Oil turned around last week’s setback, extending a slow but relentless rise since falling into negative territory in April.
US benchmark crude futures on Friday rose 2.3 percent to close at the highest level since March 6. The 9.6 percent increase for the week marks the seventh gain in the last eight weeks.
Oil traders Vitol Group and Trafigura Group and exporter Saudi Aramco all talked up the strength of the demand recovery in the past few days, and prices for some of the world’s major oil products have begun to roar higher. OPEC+ gave reassurance on output cuts on Thursday.
“You had three key ingredients making the market climb this week,” Thomas Finlon of Houston-based GF International said.
A drop in US refined product inventories, OPEC compliance and falling crude inventories at Cushing, Oklahoma, all contributed to the price strength, he said.
Inventories in Cushing, the delivery point for West Texas Intermediate (WTI) futures, have contracted every week since early last month.

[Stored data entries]
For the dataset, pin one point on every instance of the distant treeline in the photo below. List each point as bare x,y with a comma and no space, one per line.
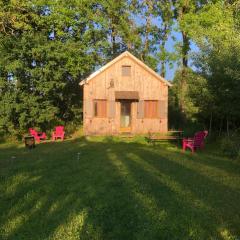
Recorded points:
48,46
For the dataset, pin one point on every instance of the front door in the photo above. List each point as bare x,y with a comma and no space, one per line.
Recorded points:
125,116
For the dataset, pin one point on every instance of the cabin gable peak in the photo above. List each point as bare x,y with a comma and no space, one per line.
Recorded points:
125,54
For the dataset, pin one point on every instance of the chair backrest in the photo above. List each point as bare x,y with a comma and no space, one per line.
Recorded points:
199,137
59,129
32,132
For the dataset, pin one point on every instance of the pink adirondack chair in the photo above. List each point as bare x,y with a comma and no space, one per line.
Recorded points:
58,133
38,136
196,142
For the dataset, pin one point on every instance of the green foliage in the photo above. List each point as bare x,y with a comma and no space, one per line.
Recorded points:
230,147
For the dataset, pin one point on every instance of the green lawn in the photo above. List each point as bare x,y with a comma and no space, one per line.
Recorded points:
104,188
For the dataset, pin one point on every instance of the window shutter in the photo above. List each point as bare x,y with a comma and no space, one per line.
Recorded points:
88,108
140,109
112,109
162,109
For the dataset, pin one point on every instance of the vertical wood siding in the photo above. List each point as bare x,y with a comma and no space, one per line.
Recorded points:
104,85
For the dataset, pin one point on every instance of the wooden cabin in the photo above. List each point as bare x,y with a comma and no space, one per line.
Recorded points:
125,96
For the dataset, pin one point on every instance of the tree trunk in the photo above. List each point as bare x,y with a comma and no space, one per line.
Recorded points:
210,125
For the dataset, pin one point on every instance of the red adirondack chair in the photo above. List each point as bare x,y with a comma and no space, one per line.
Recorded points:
196,142
37,135
58,133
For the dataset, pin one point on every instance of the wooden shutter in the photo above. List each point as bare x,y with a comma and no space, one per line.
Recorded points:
100,108
112,109
88,108
140,109
126,70
162,109
151,109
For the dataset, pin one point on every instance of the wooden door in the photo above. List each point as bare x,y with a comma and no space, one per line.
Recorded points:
125,116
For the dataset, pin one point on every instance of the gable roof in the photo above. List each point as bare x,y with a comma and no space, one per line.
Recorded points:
125,54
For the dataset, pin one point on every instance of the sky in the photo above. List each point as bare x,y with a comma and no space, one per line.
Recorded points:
170,45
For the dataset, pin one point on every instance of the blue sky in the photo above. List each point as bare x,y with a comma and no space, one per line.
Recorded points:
170,45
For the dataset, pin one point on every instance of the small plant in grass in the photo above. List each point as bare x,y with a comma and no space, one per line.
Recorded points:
230,145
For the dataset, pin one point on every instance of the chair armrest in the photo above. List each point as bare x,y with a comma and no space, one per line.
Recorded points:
188,139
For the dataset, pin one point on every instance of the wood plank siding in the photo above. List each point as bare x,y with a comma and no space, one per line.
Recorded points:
125,79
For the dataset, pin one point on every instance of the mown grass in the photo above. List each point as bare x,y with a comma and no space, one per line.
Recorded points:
110,188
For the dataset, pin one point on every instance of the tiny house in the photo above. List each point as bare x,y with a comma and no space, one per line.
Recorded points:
125,96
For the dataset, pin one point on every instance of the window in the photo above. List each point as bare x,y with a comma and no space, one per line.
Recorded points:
151,109
126,70
100,108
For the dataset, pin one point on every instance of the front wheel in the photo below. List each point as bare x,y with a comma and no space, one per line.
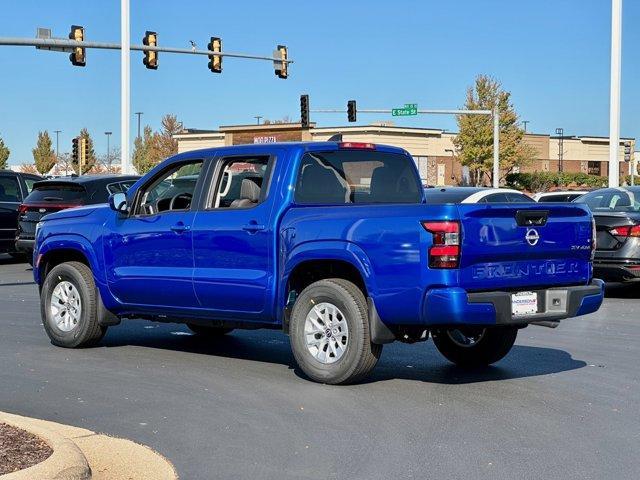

LIST OF TASKS:
(a) Retype the passage of the oil market report starting with "US benchmark crude" and going on through "early last month.".
(b) Condense the paragraph of the oil market report that begins "Oil traders Vitol Group" into a short bulleted list that keeps its main facts.

RESPONSES:
(a)
US benchmark crude futures on Friday rose 2.3 percent to close at the highest level since March 6. The 9.6 percent increase for the week marks the seventh gain in the last eight weeks.
Oil traders Vitol Group and Trafigura Group and exporter Saudi Aramco all talked up the strength of the demand recovery in the past few days, and prices for some of the world’s major oil products have begun to roar higher. OPEC+ gave reassurance on output cuts on Thursday.
“You had three key ingredients making the market climb this week,” Thomas Finlon of Houston-based GF International said.
A drop in US refined product inventories, OPEC compliance and falling crude inventories at Cushing, Oklahoma, all contributed to the price strength, he said.
Inventories in Cushing, the delivery point for West Texas Intermediate (WTI) futures, have contracted every week since early last month.

(b)
- Vitol Group, Trafigura Group and Saudi Aramco all emphasized the strength of the demand recovery in the past few days.
- Prices for some of the world's major oil products have started climbing sharply.
- On Thursday, OPEC+ offered reassurance on output cuts.